RECORD EXTRACTS
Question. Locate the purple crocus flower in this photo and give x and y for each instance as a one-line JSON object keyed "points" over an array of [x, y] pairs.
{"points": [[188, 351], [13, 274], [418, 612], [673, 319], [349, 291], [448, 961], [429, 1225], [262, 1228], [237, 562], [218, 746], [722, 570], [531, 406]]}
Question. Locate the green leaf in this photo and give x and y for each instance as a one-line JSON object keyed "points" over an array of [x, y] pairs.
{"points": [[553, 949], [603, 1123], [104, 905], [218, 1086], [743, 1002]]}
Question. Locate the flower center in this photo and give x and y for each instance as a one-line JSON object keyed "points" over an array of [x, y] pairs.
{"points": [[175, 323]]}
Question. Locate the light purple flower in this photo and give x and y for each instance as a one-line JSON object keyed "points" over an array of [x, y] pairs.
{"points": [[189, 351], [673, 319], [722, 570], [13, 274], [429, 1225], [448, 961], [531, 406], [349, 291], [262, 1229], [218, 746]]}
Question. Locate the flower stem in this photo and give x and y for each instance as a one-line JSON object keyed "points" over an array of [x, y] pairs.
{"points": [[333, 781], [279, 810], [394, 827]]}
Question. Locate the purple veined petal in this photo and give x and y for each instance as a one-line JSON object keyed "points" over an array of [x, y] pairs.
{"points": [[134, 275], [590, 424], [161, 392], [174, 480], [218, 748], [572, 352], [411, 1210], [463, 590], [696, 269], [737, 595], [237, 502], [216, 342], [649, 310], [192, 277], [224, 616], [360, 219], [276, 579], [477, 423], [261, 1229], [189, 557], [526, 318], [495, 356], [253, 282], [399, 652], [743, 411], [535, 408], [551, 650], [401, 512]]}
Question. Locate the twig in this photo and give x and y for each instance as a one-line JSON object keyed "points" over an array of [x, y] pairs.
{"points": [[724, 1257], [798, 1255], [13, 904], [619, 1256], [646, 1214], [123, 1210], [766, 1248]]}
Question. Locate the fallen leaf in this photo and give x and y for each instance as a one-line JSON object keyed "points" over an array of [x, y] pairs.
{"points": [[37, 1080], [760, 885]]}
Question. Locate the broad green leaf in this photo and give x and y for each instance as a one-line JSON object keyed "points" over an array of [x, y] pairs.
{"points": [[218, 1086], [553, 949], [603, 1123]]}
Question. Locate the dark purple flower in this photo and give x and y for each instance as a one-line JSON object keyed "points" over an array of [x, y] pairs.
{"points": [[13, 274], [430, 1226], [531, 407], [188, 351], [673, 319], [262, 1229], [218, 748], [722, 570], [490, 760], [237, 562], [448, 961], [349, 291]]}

TASK ITEM
A complete, exact copy of the records is what is needed.

WRITTEN SOLUTION
Question. Locate the purple crocus flower in this photo and give x and y for each instance as a one-line JSON object keyed "points" over an array of [x, y] pairs.
{"points": [[188, 351], [13, 274], [418, 612], [673, 319], [349, 291], [448, 961], [429, 1225], [262, 1228], [237, 562], [218, 746], [722, 570], [531, 406]]}
Question. Locate the green leaf in this photo and give x and y for each instance as a one-line JSON object keyed "points" over an array of [x, y] pairs.
{"points": [[553, 949], [603, 1123], [104, 905], [218, 1086], [743, 1002]]}
Question. Locate the flower center in this photo and give x and y for each instance as a one-line JSON object keyed "points" over an array of [x, y] pairs.
{"points": [[175, 323]]}
Question. Locate the light purple flower in this photo and give x and y for each instance as a one-line JSON object keyed "points" over an array of [x, y] pairs.
{"points": [[189, 351], [673, 319], [722, 570], [13, 274], [429, 1225], [448, 961], [531, 406], [349, 291], [262, 1229], [218, 746]]}
Question. Locate the flower stem in this photo and give x and y for each instance as a one-line JSON object keyed "points" over an array of [x, y] pairs.
{"points": [[333, 781], [279, 810], [394, 827]]}
Question. Locate the purple veined petal in this photo and give x and y for each instance as a one-line JSON object keyed "points" over an array of [x, y] pairs.
{"points": [[134, 275], [590, 424], [161, 392], [174, 480], [218, 748], [572, 352], [411, 1210], [463, 590], [696, 269], [737, 595], [237, 502], [216, 342], [649, 310], [192, 277], [224, 616], [360, 219], [276, 579], [477, 423], [261, 1229], [189, 557], [526, 318], [495, 356], [253, 282], [399, 652], [743, 411], [535, 408], [551, 650], [401, 512]]}
Question. Locate the twig in this photo and give x and y for each instance as a one-line JSON object keyed "points" over an array of [x, y] pairs.
{"points": [[724, 1257], [798, 1255], [13, 904], [619, 1256], [646, 1214], [123, 1210], [766, 1248]]}
Question. Locate the fallen leaf in this photo and give x and y for each instance as a one-line JSON object keyed "points" over an array of [x, y] pairs.
{"points": [[37, 1080], [760, 885]]}
Question. Locate the broad green leaf in this photo and give x and y for each instance as a one-line JSON object keyed "points" over an array of [x, y] pairs.
{"points": [[218, 1086], [553, 949], [603, 1123]]}
Question. Locate the dark purple flower in this photo and give x and y for each instance as a one-line JSON object keyed "points" over an array of [x, y] pairs.
{"points": [[13, 274], [430, 1226], [531, 407], [188, 351], [673, 319], [262, 1229], [218, 748], [722, 570], [490, 760], [237, 562], [448, 961], [349, 291]]}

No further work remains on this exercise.